◆ **Written problem A**: From the listing below, please copy word for word the lines running from the one that contains "the tabletop, one" through the one that contains "pixel 113 167", including both of those lines.

-=-=-=-=-

Protection Funding Available
by Joy Eldredge
The USDA’s Environmental Quality Incentives Program (EQIP) assisted O’Neal Ranch owner William O'Neal Jamison with a cost share of three new, photovoltaic
panels that produce electricity and power the electric well pumps to draw water from below ground in Madera County, California. USDA photo by Lance Cheung.
DID YOU KNOW WATER PROVIDERS WILL BE ABLE TO TAP INTO UP TO $4 BILLION IN FUNDS
available nationwide over the next decade to protect water at the source?
The Agriculture Improvement Act of 2018, commonly known as the Farm Bill, requires 10 percent of all U.S. Department of
Agriculture conservation programs to be dedicated to source water protection.
It’s the first time that funds have been directed toward source water protection in this way, and it reflects the efforts of AWWA and
others to educate lawmakers about how source protection may reduce treatment costs and also improve drinking water quality.
Addressing Seasonal Changes to Water Quality
This funding may help water providers meet challenges to
surface water treatment plants brought on by seasonal changes in
The dry months and sunny weather that make the West
attractive for living and growing food are often followed by
relatively short spurts of intense rains. This cycle impacts water
supply, as the dust and dirt that naturally build up during
dry times are flushed into waterways by the first rainstorms.

-=-=-=-=-

◆ **Written problem B**: Reproduce the article above on source water protection funding in full, word for word.

◆ **Exercise data**:
-=-=-=-=-

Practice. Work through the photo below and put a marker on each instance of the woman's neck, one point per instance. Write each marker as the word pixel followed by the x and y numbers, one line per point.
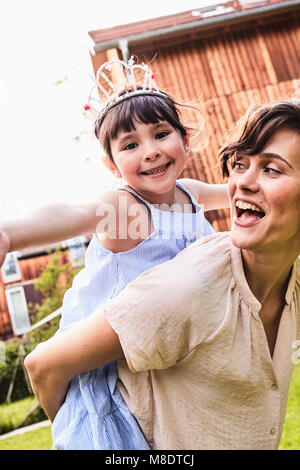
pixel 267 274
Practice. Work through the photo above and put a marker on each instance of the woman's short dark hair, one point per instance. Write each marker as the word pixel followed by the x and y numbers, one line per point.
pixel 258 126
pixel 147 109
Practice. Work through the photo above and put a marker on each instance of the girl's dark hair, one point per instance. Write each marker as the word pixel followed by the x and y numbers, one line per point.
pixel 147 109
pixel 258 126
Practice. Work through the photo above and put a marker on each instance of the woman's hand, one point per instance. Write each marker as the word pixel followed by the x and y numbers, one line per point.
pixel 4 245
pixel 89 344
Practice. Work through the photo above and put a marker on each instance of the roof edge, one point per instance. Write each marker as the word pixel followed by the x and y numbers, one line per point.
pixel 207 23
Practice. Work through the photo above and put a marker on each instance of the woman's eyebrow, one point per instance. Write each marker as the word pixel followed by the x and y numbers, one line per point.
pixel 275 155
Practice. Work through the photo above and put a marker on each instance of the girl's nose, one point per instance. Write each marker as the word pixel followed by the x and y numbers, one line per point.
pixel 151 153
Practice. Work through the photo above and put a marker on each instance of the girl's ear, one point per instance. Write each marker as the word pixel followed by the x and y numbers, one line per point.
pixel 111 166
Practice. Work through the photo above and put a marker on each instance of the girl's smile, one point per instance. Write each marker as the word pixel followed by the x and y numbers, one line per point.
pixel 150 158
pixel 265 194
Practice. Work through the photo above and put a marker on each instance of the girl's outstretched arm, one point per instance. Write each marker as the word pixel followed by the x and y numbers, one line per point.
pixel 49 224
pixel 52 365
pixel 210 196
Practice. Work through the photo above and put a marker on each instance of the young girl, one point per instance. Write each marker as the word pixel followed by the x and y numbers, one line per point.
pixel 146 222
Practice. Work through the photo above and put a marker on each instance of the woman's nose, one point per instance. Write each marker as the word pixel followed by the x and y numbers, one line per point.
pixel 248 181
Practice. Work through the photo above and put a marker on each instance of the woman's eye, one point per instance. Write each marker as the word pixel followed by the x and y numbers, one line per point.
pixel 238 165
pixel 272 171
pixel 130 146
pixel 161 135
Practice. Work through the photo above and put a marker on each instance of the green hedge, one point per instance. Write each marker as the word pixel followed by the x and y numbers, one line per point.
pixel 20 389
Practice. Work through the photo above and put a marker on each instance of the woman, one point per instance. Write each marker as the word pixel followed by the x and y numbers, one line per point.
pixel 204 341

-=-=-=-=-

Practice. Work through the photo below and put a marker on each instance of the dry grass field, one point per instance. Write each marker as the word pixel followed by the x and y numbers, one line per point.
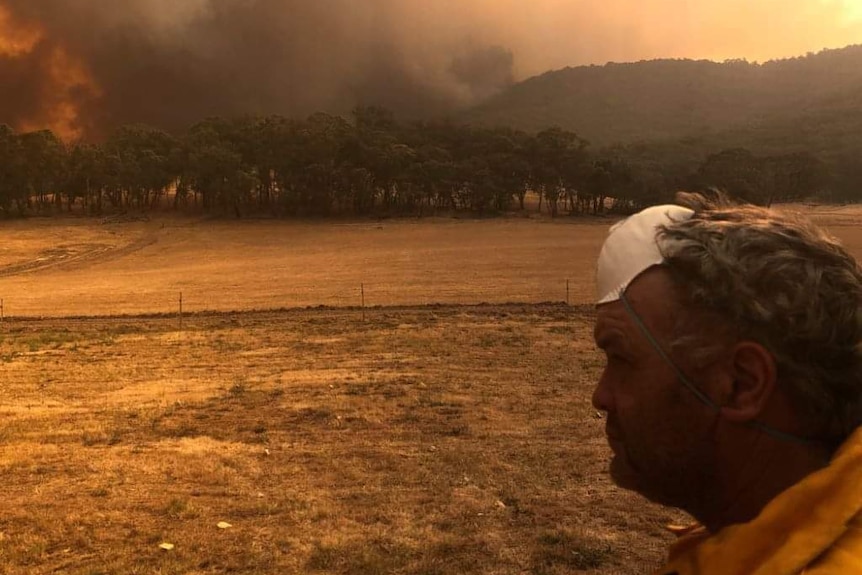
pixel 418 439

-=-=-=-=-

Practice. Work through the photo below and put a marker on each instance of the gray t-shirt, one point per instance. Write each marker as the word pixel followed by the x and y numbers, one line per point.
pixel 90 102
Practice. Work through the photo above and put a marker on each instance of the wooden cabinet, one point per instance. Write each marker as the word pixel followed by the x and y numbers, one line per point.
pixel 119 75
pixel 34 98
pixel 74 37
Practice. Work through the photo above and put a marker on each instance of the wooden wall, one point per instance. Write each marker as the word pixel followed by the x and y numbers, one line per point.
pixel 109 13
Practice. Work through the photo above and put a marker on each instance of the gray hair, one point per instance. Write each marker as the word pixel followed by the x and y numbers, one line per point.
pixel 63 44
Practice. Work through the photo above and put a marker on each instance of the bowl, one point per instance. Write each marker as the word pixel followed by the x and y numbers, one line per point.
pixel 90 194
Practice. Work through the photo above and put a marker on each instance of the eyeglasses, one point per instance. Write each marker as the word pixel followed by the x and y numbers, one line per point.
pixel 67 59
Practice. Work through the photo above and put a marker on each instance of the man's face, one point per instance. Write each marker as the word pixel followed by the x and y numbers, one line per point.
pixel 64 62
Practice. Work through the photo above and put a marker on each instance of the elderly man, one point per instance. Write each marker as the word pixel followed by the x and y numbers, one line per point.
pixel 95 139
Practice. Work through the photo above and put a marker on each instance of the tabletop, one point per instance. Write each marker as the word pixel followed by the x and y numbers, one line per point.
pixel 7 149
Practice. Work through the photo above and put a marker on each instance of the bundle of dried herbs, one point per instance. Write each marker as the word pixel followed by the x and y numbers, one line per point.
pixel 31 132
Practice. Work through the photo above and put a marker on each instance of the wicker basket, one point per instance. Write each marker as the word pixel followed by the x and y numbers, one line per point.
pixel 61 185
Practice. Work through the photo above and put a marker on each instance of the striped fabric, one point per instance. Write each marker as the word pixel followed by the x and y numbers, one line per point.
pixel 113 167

-=-=-=-=-

◆ **Result A**:
Practice. Work through the photo above and put a marker on each instance of the tabletop, one point per instance. Write each marker as the word pixel followed by the x and y numbers, one line per point.
pixel 7 149
Practice. Work through the photo above and put a marker on each instance of the bundle of dried herbs, one point per instance. Write each marker as the word pixel followed by the x and y numbers, one line per point.
pixel 31 132
Practice. Work through the photo above and put a marker on each instance of the wicker basket, one point per instance. Write each marker as the word pixel followed by the x and y numbers, one line per point.
pixel 61 185
Practice. Work through the photo above and put a marker on each instance of the striped fabric, one point per instance. Write each marker as the word pixel followed by the x and y numbers, one line per point.
pixel 113 167

◆ **Result B**:
Protection Funding Available
by Joy Eldredge
The USDA’s Environmental Quality Incentives Program (EQIP) assisted O’Neal Ranch owner William O'Neal Jamison with a cost share of three new, photovoltaic
panels that produce electricity and power the electric well pumps to draw water from below ground in Madera County, California. USDA photo by Lance Cheung.
DID YOU KNOW WATER PROVIDERS WILL BE ABLE TO TAP INTO UP TO $4 BILLION IN FUNDS
available nationwide over the next decade to protect water at the source?
The Agriculture Improvement Act of 2018, commonly known as the Farm Bill, requires 10 percent of all U.S. Department of
Agriculture conservation programs to be dedicated to source water protection.
It’s the first time that funds have been directed toward source water protection in this way, and it reflects the efforts of AWWA and
others to educate lawmakers about how source protection may reduce treatment costs and also improve drinking water quality.
Addressing Seasonal Changes to Water Quality
This funding may help water providers meet challenges to
surface water treatment plants brought on by seasonal changes in
The dry months and sunny weather that make the West
attractive for living and growing food are often followed by
relatively short spurts of intense rains. This cycle impacts water
supply, as the dust and dirt that naturally build up during
dry times are flushed into waterways by the first rainstorms.